Rescale the stretch from the line containing "of the jute" through the end of the records. Reproduce those lines with their requests, multiplying every coordinate in the answers by 1.7 and rounding to whole numbers, with halves rounded up.

## INFORMATION SHOWN
+---+

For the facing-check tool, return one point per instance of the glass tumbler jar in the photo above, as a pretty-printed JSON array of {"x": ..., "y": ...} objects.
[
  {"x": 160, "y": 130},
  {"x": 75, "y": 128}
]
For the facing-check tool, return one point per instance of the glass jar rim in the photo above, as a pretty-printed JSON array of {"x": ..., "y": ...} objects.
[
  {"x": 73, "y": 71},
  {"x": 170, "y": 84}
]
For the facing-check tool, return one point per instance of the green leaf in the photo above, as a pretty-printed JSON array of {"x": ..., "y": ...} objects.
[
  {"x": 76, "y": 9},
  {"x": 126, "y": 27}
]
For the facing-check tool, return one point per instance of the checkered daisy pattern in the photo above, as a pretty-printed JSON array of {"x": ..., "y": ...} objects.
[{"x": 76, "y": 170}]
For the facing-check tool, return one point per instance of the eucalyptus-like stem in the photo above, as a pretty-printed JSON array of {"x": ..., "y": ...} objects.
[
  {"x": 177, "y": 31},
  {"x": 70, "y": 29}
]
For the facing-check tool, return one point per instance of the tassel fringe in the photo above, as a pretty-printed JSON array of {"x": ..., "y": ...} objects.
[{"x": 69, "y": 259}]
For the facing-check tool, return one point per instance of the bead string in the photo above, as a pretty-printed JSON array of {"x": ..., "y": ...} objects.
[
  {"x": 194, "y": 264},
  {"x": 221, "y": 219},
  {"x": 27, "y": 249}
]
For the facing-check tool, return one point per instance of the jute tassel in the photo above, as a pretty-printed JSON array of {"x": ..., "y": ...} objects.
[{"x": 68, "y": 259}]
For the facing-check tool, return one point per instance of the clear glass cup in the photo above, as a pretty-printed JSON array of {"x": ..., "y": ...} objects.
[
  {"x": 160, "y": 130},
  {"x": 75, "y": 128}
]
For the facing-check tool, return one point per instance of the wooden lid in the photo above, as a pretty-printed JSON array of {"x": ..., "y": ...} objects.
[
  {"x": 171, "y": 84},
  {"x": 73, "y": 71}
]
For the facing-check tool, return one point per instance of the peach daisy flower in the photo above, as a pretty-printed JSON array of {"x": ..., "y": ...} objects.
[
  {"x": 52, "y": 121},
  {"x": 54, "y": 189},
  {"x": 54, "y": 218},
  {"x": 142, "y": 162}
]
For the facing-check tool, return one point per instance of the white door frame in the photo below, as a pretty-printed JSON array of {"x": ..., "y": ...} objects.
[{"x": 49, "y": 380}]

+---+

## COMPLETE OUTPUT
For the facing-check tool, return one point per instance of the jute tassel in the photo above, as a pretty-printed JSON array of {"x": ..., "y": ...} objects.
[{"x": 116, "y": 440}]
For the facing-check tool, return one point per instance of the clear glass cup in the photo above, as a pretty-printed JSON array of {"x": ..., "y": ...} objects.
[
  {"x": 272, "y": 221},
  {"x": 128, "y": 218}
]
For the facing-check tool, return one point per instance of the wooden lid in the photo above, as a pretty-printed JSON array of {"x": ..., "y": ...} objects.
[
  {"x": 291, "y": 143},
  {"x": 124, "y": 121}
]
For the facing-check tool, return one point per instance of the peach daisy flower in the photo above, as a pretty-printed JSON array of {"x": ..., "y": ...} objects.
[
  {"x": 88, "y": 206},
  {"x": 92, "y": 321},
  {"x": 92, "y": 371},
  {"x": 241, "y": 275}
]
For the facing-check tool, return one point per instance of the white door frame in the photo below, as a pretty-printed JSON array of {"x": ..., "y": ...} objects.
[{"x": 83, "y": 646}]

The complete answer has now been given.